Collected data entries

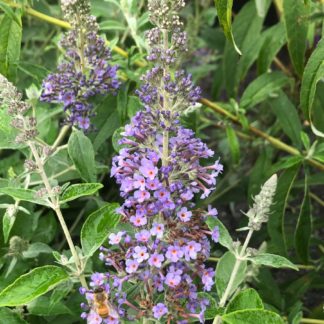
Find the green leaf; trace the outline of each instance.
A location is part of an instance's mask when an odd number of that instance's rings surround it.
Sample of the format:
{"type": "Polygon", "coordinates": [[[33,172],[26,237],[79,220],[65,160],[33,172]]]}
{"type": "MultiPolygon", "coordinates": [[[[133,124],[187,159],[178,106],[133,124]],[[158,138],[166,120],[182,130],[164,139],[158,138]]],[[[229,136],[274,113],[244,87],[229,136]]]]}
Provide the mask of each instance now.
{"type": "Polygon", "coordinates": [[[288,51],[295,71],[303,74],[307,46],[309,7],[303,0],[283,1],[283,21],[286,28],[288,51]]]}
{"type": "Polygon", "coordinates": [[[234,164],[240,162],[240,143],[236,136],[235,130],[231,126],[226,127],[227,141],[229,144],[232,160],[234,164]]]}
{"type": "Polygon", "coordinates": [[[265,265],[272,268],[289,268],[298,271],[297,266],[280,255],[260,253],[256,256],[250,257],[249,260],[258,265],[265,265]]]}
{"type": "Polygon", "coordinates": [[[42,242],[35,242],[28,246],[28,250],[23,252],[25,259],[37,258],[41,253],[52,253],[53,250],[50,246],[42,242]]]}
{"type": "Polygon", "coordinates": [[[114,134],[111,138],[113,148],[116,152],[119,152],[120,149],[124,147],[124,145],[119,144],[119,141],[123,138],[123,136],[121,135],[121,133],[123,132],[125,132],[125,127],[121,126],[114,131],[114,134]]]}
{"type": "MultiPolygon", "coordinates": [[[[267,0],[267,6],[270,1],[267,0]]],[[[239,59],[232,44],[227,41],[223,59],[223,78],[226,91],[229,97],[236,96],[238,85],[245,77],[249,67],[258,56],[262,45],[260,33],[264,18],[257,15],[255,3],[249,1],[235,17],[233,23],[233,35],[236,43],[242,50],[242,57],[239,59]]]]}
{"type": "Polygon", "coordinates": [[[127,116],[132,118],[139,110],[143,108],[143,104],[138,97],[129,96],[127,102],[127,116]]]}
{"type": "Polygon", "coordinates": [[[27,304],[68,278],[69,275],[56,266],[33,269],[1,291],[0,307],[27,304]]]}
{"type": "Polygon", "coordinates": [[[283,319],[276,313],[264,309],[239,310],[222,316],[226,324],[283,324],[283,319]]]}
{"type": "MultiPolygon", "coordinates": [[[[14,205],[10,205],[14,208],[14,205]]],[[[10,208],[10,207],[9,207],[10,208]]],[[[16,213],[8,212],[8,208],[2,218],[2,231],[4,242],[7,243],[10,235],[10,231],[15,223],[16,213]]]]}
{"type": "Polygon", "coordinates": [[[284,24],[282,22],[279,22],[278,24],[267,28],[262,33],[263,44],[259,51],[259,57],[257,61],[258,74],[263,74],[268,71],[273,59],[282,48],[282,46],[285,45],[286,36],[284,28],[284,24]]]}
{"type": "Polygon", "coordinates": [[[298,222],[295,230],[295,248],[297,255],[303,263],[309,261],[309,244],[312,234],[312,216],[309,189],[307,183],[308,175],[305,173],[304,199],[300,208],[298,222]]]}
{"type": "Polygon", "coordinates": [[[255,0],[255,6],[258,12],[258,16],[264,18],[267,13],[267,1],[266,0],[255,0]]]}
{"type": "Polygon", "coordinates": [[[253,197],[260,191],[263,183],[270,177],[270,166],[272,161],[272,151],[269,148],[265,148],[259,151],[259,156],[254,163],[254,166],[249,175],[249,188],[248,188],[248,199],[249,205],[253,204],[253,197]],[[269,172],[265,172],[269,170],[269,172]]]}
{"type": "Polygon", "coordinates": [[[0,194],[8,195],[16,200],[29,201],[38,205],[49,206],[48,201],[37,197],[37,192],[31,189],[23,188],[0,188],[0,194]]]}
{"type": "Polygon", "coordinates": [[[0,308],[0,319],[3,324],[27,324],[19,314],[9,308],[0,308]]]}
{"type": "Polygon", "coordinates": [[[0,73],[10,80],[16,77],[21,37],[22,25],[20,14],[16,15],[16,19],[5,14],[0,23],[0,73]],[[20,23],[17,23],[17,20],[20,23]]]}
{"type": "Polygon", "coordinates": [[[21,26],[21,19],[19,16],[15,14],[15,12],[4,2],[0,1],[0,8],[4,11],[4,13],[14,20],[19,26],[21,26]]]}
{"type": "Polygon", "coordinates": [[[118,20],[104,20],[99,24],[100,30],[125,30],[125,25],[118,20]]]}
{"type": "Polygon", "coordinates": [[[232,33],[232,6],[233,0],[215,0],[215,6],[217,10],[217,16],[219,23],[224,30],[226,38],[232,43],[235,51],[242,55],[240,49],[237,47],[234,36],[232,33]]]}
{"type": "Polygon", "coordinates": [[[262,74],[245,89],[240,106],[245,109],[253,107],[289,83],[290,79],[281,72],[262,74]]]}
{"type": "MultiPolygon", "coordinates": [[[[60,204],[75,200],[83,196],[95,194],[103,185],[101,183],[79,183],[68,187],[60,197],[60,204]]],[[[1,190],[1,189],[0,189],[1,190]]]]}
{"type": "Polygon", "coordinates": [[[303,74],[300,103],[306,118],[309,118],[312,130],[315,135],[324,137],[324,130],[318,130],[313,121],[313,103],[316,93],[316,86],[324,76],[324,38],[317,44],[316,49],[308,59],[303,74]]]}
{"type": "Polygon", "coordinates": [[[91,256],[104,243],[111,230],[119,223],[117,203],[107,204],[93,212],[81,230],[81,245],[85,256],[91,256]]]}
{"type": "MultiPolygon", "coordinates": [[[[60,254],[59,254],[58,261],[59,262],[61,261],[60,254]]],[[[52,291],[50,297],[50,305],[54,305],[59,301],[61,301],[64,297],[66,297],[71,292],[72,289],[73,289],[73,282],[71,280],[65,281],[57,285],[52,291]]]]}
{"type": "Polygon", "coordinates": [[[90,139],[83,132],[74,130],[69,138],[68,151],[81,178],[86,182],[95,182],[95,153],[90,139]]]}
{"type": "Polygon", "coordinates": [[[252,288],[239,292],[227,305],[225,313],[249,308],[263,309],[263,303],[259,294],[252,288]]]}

[Task to carry out] Wherever the word "mask" turns up in the records, copy out the line it is on.

[Response below]
A location is part of an instance's mask when an odd number of that instance's rings surround it.
Provide the mask of each instance now.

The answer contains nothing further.